begin Passage

Good morning, church, and merry Christmas, happy new year, even though this isn’t how I wanted to ring it in with an online service. God is good and faithful to us still, and please be in prayer for those who are sick. Thank you, sincerely, everyone who allowed me to take a week off, to my friend Ben for preaching, and for the Shipp family and others who bore so much of the load of the service.

As we keep an eye on the church calendar throughout the year, this time of Christmastide is meant to be a time of celebration of Christ dwelling with us, Immanuel. Twelve days of celebration of the birth of Christ, ending in Epiphany, or twelfth night, which aside from being a good play and the start of king cake and festival season here in New Orleans, is a celebration in the church of the wise men visiting Jesus, a reminder that anyone who searches for Jesus will find him, and find life in him.

end Passage

Resume the Christmastide sermon after its last sentence and carry it forward in the same preaching voice.

begin Stored rows

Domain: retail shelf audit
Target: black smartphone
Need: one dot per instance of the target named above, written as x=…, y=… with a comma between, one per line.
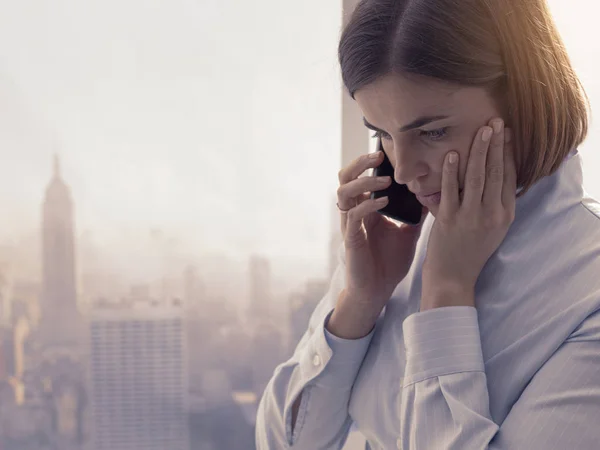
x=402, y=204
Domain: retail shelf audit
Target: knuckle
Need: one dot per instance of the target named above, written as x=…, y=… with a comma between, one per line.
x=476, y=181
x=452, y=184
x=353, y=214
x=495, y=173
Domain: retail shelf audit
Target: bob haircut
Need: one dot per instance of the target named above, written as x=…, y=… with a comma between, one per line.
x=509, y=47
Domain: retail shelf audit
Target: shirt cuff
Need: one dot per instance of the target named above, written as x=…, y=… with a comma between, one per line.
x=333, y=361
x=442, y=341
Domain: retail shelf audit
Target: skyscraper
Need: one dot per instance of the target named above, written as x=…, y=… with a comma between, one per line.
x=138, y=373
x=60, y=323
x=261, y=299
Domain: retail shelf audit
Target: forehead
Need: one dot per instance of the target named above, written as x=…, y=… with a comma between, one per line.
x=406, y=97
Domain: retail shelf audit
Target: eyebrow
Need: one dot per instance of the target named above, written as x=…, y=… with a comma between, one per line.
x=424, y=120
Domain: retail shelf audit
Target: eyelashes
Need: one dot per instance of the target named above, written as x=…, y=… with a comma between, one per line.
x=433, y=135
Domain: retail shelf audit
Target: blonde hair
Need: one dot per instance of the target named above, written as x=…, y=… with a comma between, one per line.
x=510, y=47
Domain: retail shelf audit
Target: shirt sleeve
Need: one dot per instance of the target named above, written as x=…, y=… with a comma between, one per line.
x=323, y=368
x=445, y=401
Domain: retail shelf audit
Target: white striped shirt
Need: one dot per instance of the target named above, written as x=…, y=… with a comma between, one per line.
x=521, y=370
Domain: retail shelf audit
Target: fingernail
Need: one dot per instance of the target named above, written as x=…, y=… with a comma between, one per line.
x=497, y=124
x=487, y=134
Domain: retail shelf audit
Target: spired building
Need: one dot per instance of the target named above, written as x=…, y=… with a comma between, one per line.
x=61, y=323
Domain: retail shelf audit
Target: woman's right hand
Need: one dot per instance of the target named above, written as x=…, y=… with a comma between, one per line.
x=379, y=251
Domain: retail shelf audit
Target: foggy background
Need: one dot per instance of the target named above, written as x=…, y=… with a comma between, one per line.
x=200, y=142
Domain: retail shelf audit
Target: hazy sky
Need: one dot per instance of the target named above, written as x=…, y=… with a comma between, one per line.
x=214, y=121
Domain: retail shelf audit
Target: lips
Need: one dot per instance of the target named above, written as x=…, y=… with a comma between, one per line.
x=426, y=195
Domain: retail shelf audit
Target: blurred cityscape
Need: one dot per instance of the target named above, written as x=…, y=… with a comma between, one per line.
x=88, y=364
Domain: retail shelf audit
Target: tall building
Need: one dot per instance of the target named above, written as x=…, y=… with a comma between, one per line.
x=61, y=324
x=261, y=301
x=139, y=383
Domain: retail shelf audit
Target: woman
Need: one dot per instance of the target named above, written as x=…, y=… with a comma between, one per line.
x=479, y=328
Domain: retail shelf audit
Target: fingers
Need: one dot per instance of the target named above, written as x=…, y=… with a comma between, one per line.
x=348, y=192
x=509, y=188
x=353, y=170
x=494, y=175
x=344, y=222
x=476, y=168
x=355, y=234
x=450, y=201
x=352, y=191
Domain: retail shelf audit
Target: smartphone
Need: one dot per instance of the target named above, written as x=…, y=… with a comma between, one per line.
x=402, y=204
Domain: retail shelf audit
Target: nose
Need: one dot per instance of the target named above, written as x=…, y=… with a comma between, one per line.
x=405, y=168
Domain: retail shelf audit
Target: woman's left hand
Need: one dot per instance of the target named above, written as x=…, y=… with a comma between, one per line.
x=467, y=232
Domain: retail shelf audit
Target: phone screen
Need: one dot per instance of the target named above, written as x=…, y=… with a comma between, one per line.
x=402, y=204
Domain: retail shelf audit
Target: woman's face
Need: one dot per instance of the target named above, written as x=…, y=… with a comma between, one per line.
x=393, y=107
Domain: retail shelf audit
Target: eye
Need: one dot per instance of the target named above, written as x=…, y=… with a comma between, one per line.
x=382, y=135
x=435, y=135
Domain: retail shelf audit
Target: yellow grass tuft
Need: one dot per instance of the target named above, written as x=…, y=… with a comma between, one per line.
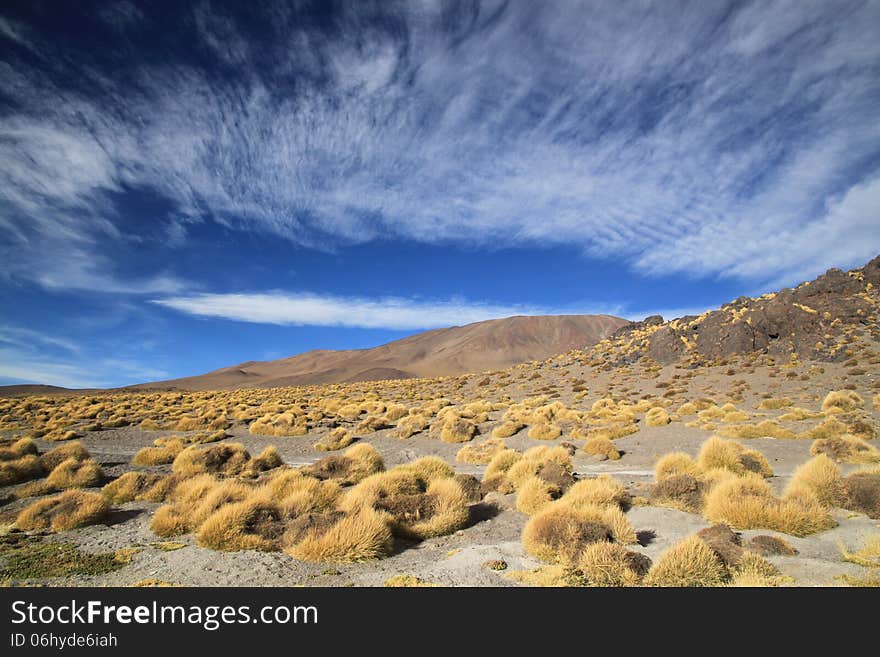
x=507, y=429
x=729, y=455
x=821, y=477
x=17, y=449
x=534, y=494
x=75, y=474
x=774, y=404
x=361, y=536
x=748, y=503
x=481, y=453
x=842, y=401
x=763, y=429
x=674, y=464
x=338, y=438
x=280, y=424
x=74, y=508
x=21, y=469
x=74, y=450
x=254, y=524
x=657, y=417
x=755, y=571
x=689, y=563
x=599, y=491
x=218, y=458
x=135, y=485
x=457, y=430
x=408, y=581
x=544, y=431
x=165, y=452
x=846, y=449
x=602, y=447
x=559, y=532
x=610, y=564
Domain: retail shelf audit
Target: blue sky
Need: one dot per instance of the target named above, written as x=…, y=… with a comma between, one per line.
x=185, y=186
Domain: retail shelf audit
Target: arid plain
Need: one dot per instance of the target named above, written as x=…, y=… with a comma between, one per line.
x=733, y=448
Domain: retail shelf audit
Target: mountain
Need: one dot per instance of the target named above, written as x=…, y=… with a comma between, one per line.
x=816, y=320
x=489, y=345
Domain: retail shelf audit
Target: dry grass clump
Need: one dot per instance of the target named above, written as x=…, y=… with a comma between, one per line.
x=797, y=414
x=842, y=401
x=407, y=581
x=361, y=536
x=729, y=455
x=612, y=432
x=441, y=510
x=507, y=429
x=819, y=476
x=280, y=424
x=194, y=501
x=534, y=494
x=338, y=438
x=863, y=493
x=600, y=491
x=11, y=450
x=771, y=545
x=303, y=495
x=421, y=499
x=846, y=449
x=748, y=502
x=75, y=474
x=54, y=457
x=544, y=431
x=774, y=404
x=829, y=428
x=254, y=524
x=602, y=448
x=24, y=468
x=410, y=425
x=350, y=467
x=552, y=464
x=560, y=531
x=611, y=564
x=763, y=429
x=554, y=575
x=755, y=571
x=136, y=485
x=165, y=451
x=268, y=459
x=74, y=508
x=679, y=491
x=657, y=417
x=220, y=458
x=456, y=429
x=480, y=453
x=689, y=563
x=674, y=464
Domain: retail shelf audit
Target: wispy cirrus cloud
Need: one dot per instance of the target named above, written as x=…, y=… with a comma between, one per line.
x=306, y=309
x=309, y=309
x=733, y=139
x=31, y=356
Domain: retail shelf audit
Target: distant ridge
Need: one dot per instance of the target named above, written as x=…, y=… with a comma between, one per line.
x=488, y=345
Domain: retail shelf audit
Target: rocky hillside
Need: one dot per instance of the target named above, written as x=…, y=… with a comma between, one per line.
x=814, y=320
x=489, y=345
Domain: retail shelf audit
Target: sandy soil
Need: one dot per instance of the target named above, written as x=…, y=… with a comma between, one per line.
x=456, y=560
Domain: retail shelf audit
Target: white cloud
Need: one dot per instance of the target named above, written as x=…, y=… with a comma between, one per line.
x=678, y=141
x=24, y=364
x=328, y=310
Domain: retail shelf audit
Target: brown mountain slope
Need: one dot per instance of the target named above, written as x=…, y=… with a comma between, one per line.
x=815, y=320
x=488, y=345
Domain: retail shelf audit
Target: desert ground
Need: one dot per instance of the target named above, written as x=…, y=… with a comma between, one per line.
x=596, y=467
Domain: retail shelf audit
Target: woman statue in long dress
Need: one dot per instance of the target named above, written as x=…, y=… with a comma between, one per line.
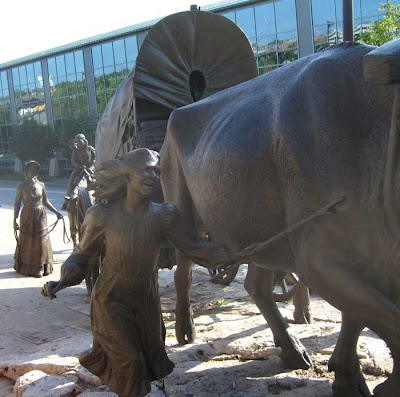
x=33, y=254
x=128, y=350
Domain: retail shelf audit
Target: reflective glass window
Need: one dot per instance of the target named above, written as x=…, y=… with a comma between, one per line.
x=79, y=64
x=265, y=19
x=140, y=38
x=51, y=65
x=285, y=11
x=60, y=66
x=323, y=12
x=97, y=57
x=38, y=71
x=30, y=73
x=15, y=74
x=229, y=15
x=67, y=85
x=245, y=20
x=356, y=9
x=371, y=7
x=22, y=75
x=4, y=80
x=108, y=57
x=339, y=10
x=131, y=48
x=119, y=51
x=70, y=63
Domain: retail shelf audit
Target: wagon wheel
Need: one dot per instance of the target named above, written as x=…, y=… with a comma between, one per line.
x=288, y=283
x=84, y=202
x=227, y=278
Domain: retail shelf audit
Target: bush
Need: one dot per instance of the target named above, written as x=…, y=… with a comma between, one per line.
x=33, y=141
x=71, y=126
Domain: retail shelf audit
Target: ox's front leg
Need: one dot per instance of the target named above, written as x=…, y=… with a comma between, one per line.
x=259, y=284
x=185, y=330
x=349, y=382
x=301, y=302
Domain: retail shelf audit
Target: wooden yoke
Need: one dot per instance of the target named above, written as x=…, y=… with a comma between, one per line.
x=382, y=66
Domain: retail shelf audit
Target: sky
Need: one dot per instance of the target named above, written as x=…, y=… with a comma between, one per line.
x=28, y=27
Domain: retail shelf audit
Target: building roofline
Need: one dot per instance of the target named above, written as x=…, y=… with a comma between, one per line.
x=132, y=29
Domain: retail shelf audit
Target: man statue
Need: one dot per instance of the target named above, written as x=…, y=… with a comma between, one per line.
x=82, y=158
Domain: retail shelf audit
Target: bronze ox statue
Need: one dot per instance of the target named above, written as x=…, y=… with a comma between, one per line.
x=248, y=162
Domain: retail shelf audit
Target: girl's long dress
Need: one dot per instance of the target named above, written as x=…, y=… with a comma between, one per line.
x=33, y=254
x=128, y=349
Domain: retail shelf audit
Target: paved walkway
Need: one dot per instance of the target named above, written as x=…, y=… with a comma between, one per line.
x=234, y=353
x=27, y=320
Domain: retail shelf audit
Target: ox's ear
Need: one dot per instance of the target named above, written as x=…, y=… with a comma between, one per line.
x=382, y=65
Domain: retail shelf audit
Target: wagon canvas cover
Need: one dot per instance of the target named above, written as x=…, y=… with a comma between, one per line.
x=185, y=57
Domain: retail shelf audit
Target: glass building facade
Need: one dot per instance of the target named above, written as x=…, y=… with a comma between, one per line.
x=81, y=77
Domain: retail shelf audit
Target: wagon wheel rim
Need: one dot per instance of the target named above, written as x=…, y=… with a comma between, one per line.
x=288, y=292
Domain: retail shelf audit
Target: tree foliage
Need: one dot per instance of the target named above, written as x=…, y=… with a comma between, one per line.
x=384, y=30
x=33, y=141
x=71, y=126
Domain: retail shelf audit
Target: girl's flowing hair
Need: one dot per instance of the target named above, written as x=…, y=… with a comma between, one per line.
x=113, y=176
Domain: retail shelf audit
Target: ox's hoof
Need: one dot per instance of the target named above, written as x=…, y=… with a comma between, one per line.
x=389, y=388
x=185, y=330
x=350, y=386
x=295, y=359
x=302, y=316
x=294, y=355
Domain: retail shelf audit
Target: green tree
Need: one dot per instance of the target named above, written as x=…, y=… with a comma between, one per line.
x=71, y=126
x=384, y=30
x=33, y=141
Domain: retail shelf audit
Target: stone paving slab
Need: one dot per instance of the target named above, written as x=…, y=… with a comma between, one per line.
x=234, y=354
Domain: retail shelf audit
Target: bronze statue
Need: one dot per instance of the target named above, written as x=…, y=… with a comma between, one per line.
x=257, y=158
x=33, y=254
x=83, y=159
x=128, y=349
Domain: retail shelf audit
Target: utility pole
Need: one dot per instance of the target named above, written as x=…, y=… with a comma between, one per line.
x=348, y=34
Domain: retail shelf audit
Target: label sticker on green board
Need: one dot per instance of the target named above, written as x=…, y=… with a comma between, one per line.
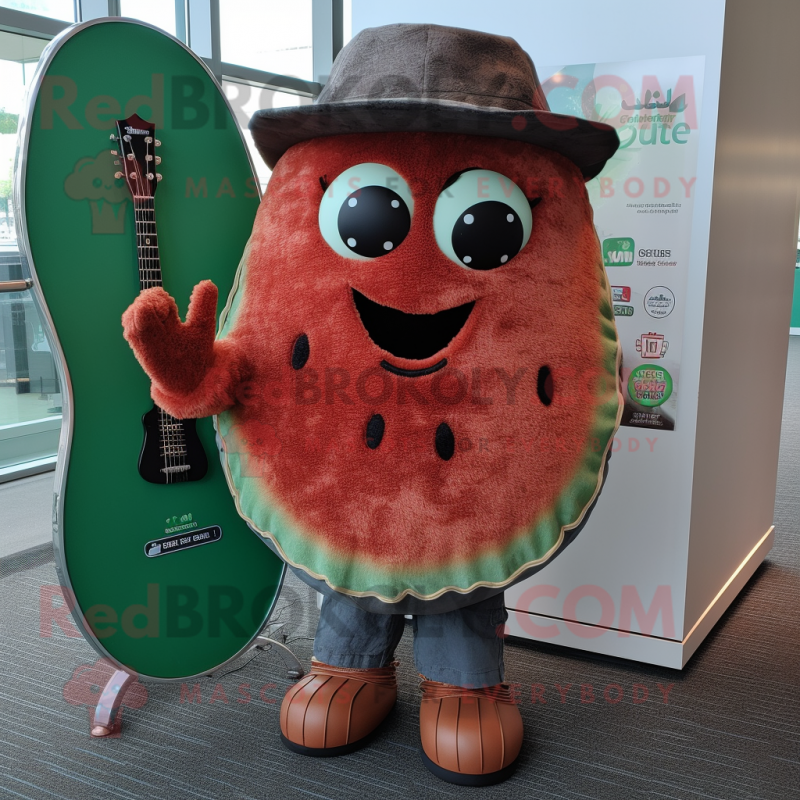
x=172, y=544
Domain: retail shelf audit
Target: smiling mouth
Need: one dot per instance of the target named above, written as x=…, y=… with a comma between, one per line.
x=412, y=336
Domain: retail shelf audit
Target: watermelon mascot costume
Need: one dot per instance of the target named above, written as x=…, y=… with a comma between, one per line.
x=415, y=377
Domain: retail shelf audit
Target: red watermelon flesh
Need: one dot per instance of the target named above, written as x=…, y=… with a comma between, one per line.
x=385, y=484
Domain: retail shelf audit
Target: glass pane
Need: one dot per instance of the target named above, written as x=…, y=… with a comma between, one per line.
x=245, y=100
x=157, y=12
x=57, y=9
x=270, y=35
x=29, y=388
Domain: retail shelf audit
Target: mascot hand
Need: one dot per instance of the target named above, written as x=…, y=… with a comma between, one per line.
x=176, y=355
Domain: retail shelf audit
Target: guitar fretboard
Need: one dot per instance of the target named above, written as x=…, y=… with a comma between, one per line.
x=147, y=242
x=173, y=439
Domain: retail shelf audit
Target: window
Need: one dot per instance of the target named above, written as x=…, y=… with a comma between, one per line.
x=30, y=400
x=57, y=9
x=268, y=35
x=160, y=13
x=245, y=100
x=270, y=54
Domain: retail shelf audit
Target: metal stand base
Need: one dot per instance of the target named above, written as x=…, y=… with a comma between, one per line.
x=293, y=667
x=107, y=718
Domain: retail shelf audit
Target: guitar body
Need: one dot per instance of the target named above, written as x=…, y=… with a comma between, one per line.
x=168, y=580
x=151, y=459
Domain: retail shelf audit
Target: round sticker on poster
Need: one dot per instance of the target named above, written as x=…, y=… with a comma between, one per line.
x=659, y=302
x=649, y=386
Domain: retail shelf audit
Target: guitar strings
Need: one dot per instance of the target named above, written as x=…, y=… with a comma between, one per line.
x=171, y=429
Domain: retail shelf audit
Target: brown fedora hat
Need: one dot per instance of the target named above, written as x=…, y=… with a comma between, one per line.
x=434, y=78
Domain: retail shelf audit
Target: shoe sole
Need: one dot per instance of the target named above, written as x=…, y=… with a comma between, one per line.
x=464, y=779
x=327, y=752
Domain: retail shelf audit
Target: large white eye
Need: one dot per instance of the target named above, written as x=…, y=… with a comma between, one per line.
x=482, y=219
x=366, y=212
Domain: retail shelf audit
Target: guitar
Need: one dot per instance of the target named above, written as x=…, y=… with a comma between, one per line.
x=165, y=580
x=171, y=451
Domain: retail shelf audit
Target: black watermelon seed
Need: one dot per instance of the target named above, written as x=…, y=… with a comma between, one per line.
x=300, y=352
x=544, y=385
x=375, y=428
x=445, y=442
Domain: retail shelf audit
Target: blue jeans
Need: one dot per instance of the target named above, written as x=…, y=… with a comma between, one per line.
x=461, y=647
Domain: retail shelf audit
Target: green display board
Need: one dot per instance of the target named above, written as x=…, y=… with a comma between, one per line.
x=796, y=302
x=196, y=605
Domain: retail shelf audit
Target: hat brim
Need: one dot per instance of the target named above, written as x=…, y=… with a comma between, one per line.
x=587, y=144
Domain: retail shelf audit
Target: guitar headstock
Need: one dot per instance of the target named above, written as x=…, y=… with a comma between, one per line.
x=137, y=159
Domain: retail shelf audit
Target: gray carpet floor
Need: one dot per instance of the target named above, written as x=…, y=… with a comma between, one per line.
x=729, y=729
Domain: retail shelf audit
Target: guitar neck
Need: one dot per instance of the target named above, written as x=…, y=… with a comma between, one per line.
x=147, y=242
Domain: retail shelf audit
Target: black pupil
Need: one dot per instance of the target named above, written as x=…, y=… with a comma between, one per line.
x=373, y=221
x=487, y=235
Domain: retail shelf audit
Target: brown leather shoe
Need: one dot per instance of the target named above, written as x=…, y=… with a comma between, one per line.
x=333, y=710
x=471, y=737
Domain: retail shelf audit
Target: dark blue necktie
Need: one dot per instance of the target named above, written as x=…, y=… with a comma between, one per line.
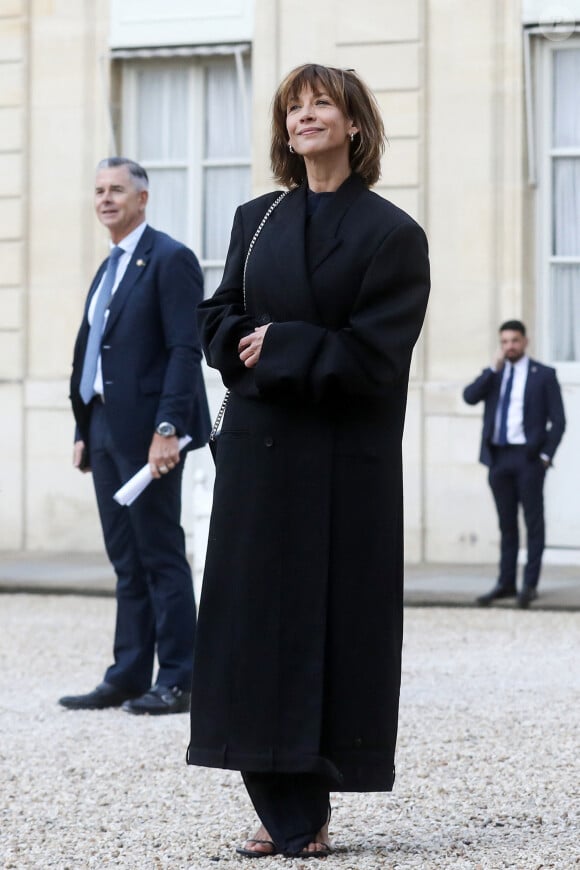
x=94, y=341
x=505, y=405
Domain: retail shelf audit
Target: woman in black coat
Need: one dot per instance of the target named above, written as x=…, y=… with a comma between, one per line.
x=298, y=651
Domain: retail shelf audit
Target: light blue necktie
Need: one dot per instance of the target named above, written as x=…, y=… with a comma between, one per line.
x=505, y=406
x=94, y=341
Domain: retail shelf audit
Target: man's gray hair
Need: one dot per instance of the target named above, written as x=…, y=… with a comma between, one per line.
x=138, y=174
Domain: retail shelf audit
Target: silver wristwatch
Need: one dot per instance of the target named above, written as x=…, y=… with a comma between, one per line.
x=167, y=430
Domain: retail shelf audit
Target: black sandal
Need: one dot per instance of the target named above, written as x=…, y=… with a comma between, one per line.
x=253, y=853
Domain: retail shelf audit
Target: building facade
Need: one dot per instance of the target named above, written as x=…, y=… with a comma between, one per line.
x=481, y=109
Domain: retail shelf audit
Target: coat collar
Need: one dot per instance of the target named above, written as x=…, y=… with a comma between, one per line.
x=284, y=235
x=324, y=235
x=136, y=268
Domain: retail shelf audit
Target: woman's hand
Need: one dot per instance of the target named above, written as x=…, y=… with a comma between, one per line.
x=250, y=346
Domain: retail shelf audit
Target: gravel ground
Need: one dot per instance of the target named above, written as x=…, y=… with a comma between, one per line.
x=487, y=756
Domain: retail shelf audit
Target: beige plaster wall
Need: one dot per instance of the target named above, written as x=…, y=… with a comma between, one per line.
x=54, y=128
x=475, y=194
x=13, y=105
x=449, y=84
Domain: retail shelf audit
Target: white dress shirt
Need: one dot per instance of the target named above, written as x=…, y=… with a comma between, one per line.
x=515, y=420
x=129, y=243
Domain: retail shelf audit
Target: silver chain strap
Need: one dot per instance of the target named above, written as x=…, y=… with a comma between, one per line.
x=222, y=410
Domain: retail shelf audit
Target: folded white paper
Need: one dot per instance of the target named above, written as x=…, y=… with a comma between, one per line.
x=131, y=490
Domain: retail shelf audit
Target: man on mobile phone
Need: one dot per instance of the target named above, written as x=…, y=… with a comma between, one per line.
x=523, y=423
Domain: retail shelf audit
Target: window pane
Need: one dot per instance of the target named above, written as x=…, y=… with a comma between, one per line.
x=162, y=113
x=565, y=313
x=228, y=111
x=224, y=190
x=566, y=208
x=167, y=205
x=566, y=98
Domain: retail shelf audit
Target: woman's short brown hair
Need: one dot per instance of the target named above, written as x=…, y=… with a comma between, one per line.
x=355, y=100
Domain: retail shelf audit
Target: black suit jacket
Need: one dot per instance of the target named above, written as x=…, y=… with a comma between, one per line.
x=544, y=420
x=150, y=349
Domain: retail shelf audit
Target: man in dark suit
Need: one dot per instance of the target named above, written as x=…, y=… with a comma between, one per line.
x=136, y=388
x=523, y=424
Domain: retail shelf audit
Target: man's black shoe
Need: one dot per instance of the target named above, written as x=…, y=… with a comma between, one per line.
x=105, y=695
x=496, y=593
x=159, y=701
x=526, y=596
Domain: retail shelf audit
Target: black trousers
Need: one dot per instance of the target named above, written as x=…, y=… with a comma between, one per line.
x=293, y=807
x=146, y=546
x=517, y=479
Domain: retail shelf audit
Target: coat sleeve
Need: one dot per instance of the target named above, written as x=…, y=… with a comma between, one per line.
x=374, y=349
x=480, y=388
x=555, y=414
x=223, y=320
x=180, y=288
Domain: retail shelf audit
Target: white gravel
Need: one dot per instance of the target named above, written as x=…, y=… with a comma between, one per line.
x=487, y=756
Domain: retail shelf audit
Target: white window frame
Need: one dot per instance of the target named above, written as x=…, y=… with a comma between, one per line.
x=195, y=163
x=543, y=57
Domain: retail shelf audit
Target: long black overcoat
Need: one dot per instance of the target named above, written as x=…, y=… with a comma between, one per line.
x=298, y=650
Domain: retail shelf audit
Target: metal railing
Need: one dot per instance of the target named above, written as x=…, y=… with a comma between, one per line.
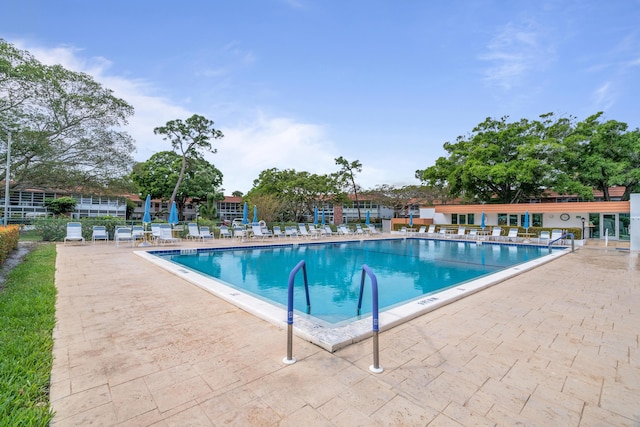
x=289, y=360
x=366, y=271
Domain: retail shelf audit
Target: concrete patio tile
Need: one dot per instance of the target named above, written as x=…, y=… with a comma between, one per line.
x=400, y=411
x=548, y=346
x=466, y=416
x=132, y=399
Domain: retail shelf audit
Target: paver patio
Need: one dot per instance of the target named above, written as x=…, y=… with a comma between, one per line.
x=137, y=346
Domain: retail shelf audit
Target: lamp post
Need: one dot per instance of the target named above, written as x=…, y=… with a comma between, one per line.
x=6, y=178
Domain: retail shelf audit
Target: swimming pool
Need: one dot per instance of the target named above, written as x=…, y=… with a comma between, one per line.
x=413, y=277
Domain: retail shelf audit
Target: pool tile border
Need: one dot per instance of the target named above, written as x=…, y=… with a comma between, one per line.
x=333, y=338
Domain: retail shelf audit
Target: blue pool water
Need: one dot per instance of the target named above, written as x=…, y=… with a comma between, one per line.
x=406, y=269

end Stored rows

Result below |
I didn’t grow up with the church calendar, it was a later-in-life discovery for me when I was in seminary at Gordon-Conwell together with men and women from denominations of all sorts. I’m still very much discovering these things. Even this week, I learned something new, that the song “12 Days of Christmas” was created in England during a time when Catholicism was being suppressed there, and the song is a kind of underground nemonic for children to learn about Christianity and celebrate the lavish gifts of our Lord in times of hardship.

The “true love” giving gifts in the song is the Lord, and each gift he gives throughout the twelve days of Christmas corresponds to a gift of God to his church, such as the two turtle doves representing the New and Old testaments in harmony with one another, and the four calling birds representing the four gospel writers declaring the good news of Jesus to the world.

I grew up hearing the song thinking how lavish it would be to celebrate Christmas for twelve days in a row, not realizing, that we are meant to take this time to celebrate the gifts God gives to us lavishly and freely, out of his true love for us.

For me, the discovery of the church calendar has been a constant reminder that time is not something I can control, not something that’s even about me, but time is in the hand of our Lord: everything from the number of my days on this earth to the time until he comes again.

So merry Christmas, God is with us. Go with me, to the apostle John’s telling of the Christmas story in John, chapter 1, starting in v.10.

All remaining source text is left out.